▸ **Problem to work on**
Below is a set of records. Repeat all of them exactly.

^^^^

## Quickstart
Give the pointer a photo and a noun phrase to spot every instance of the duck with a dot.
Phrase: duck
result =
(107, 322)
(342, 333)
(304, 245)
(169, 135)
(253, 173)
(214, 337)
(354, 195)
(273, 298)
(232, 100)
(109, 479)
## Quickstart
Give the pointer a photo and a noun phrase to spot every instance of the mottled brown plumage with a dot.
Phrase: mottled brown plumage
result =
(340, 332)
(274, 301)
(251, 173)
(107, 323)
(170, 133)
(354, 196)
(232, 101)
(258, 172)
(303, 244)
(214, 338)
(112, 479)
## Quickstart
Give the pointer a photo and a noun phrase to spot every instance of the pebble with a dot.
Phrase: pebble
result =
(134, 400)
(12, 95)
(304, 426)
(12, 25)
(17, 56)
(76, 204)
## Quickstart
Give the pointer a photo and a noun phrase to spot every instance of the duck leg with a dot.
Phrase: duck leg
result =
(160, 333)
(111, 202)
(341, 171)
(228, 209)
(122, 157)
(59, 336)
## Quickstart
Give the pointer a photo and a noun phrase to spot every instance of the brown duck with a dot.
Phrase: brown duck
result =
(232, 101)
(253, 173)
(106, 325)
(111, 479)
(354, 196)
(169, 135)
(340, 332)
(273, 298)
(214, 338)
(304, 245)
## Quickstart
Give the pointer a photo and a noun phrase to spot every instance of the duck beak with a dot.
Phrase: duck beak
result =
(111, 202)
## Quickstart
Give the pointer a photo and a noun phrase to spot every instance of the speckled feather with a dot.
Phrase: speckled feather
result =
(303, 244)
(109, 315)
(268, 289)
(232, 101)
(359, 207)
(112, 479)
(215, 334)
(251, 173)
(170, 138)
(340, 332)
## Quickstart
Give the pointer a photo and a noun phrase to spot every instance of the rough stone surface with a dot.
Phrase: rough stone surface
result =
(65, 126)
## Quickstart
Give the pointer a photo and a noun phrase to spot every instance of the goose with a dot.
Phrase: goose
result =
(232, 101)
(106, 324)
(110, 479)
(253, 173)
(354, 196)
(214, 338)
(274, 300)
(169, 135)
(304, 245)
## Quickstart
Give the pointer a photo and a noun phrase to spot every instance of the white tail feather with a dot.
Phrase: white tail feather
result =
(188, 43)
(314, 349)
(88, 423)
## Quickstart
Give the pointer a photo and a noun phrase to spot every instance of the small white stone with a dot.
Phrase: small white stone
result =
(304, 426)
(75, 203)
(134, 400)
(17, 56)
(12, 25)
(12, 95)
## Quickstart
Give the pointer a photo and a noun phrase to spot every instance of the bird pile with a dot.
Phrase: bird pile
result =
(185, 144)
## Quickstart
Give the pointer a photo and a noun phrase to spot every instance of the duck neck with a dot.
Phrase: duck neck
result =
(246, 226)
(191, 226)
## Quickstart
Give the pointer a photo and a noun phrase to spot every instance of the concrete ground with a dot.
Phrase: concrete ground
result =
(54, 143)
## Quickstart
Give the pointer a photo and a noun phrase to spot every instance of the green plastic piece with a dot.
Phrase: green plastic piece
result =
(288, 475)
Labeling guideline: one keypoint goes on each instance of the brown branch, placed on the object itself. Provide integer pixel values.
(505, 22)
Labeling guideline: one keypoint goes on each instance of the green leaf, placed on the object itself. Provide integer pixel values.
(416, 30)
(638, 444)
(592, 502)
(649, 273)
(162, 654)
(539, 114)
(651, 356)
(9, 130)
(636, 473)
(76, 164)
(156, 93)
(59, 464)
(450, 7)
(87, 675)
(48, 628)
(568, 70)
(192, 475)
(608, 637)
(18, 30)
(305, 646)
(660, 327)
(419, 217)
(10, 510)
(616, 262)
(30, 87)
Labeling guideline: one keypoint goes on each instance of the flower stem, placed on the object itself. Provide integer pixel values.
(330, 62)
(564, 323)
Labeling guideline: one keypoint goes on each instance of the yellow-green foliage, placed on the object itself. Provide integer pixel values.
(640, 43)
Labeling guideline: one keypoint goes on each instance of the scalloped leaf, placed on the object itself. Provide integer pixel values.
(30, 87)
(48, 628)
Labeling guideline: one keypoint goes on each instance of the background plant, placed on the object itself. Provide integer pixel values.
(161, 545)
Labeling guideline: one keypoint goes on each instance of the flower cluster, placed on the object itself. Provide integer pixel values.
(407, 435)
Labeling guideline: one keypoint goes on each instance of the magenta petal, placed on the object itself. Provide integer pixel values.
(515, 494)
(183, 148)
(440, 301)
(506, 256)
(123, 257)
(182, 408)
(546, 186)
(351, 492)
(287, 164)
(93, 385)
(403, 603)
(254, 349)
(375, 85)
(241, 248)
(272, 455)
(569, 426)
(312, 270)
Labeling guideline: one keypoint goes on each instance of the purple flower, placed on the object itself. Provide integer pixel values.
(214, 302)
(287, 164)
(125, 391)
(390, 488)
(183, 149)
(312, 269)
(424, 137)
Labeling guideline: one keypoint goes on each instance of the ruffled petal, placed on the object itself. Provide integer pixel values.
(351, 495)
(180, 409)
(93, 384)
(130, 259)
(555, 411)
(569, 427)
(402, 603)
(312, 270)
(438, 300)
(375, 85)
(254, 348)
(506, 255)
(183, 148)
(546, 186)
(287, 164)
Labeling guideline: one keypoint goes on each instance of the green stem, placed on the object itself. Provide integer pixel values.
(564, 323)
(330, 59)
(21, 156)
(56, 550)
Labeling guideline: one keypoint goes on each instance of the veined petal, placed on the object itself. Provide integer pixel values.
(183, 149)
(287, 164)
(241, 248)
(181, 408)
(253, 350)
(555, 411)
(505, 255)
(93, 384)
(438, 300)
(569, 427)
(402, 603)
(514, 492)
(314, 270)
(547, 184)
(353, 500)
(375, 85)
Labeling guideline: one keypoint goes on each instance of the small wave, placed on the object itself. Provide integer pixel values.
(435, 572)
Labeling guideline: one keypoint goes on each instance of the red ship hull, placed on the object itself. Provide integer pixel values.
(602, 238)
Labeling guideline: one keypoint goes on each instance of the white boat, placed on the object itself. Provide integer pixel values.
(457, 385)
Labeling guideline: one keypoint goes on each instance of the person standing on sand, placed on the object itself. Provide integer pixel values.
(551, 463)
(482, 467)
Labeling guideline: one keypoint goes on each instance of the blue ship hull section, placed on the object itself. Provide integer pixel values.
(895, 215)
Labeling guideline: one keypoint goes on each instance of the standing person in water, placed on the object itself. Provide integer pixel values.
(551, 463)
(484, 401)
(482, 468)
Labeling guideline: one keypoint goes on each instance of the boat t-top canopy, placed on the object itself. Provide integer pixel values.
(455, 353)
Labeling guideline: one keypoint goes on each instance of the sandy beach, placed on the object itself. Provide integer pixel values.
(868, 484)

^^^^

▸ **Answer to this exercise**
## Quickstart
Give the pointer a photo and a noun phrase to spot every instance of the duck with a dot.
Phrase: duck
result =
(107, 322)
(342, 333)
(304, 245)
(169, 135)
(253, 173)
(214, 337)
(354, 195)
(273, 298)
(232, 100)
(109, 479)
## Quickstart
Give the pointer a photo and a noun phrase to spot every instance of the mottled brown plumage with a dot.
Phrase: mottled brown plumage
result =
(340, 332)
(274, 301)
(251, 173)
(107, 323)
(170, 133)
(354, 196)
(232, 101)
(258, 172)
(303, 244)
(214, 338)
(112, 479)
## Quickstart
Give the pointer a photo and a noun phrase to spot every instance of the pebble with a dot.
Phrase: pebble
result =
(134, 400)
(12, 95)
(304, 426)
(12, 25)
(17, 56)
(76, 204)
## Quickstart
Give the pointer a photo and a noun phrase to spot every instance of the duck leg with a dot.
Phrase: duck leg
result =
(160, 333)
(111, 202)
(341, 171)
(228, 209)
(122, 157)
(59, 336)
## Quickstart
Give the pointer a photo and a noun phrase to spot every instance of the brown duck with a dot.
Phrase: brown duck
result =
(232, 101)
(253, 173)
(106, 325)
(111, 479)
(354, 196)
(169, 135)
(340, 332)
(273, 298)
(214, 338)
(304, 245)
## Quickstart
Give the pointer a photo and a noun phrase to spot every instance of the duck beak with a dot.
Phrase: duck beak
result =
(111, 202)
## Quickstart
Give the pointer a photo and a noun phrase to spot every instance of the speckled feather with a dot.
Phrase: speckled feather
result =
(303, 244)
(109, 315)
(268, 289)
(232, 101)
(359, 207)
(112, 479)
(215, 334)
(251, 173)
(170, 138)
(340, 332)
## Quickstart
Give the pointer a photo and a noun phrase to spot every instance of the rough stone surface with a dot.
Phrase: rough stone surface
result =
(65, 126)
## Quickstart
Give the pointer a photo and a noun phrase to spot every instance of the goose with a dot.
Phrase: goose
result =
(232, 101)
(106, 324)
(110, 479)
(253, 173)
(354, 196)
(214, 338)
(274, 300)
(169, 135)
(304, 245)
## Quickstart
Give the pointer a photo and a noun phrase to spot every instance of the white tail feather with a dot.
Phrase: white tail feather
result =
(188, 43)
(314, 349)
(88, 423)
## Quickstart
Give the pointer a photo and a noun phrase to spot every instance of the small white stone with a dot.
Phrase: small white stone
result =
(304, 426)
(75, 203)
(134, 400)
(17, 56)
(12, 25)
(12, 95)
## Quickstart
Give the pointer a photo and a noun phrase to spot every instance of the bird pile with a dot.
Phrase: bird pile
result =
(185, 144)
## Quickstart
Give the pointer a photo and a noun phrase to spot every instance of the duck neck with a dot.
Phrase: duck neck
result =
(246, 226)
(191, 226)
## Quickstart
Give the pointer a photo and a noun phrase to spot every instance of the concrete ground with a dot.
Phrase: concrete ground
result =
(54, 143)
## Quickstart
Give the pointer a photo and a noun phrase to spot every instance of the green plastic piece with a dot.
Phrase: green plastic piece
result =
(288, 475)
Labeling guideline: one keypoint goes on each instance of the brown branch, placed on the object itself. Provide integer pixel values.
(505, 22)
Labeling guideline: one keypoint goes on each instance of the green leaf, placed on the object itself. Provide integer pixel values.
(416, 30)
(638, 444)
(592, 502)
(649, 273)
(162, 654)
(539, 114)
(651, 356)
(9, 130)
(636, 473)
(76, 164)
(156, 93)
(59, 464)
(450, 7)
(87, 675)
(48, 628)
(568, 70)
(192, 475)
(608, 637)
(18, 30)
(305, 646)
(660, 327)
(419, 217)
(10, 510)
(616, 262)
(30, 87)
Labeling guideline: one keypoint goes on each instance of the flower stem, placed on the object itself. Provide integer pixel values.
(330, 62)
(564, 323)
Labeling guideline: one keypoint goes on each instance of the yellow-green foliage, placed on the object itself. Provide integer pixel values.
(640, 43)
Labeling guideline: one keypoint goes on each instance of the scalloped leaf, placed on the object itself. Provide integer pixel values.
(30, 87)
(48, 628)
Labeling guideline: one keypoint goes on each instance of the background plant, placed on the object itself. Provide integer pixel values.
(161, 545)
Labeling guideline: one keypoint goes on each instance of the flower cluster, placed on the object itself. Provide integer pixel values.
(407, 435)
Labeling guideline: one keypoint goes on each instance of the magenta petal, placed on the object itself. Provide integer pixel values.
(515, 494)
(183, 148)
(440, 301)
(506, 256)
(123, 257)
(182, 408)
(546, 186)
(351, 492)
(287, 164)
(93, 385)
(403, 603)
(254, 349)
(375, 85)
(241, 248)
(272, 455)
(569, 426)
(312, 270)
Labeling guideline: one keypoint goes on each instance of the purple flower, placed on the object itself. Provide integer pixel values.
(214, 302)
(287, 164)
(125, 391)
(390, 488)
(183, 149)
(312, 269)
(424, 137)
Labeling guideline: one keypoint goes on each instance of the ruffled petal, placed on the object itself. Provide integer pixel values.
(351, 495)
(180, 409)
(93, 384)
(130, 259)
(555, 411)
(569, 427)
(402, 603)
(312, 270)
(438, 300)
(375, 85)
(254, 348)
(506, 255)
(183, 148)
(546, 186)
(287, 164)
Labeling guideline: one keypoint goes on each instance of the green stem, placed on the object itself. Provide integer pixel values.
(564, 323)
(330, 59)
(21, 156)
(56, 550)
Labeling guideline: one keypoint goes on each instance of the veined petal, placed on the object itself. Provide integer pixel values.
(183, 149)
(287, 164)
(241, 248)
(181, 408)
(253, 350)
(555, 411)
(505, 255)
(93, 384)
(438, 300)
(569, 427)
(402, 603)
(514, 492)
(314, 270)
(547, 184)
(353, 500)
(375, 85)
Labeling guideline: one keypoint goes on each instance of the small wave, placed on the object itself. Provide integer pixel values.
(435, 572)
Labeling guideline: one keypoint goes on each instance of the red ship hull, placed on the object itself. Provide integer pixel values.
(602, 238)
Labeling guideline: one keypoint goes on each instance of the white boat, placed on the object itself. Provide integer pixel values.
(457, 385)
Labeling guideline: one keypoint goes on each instance of the person standing on sand, placed on the object itself. Provide integer pixel values.
(551, 463)
(482, 467)
Labeling guideline: one keypoint goes on each instance of the blue ship hull section, placed on the object itself. Provide integer pixel values.
(895, 215)
Labeling guideline: one keypoint goes on each instance of the standing person in water, placed on the object itself. Provide integer pixel values.
(551, 463)
(484, 401)
(482, 468)
Labeling guideline: one keypoint goes on each instance of the boat t-top canopy, placed on the object itself. Provide integer pixel values.
(455, 353)
Labeling guideline: one keypoint goes on each instance of the sandy beach, placed on the object itself. Provide integer pixel values.
(868, 484)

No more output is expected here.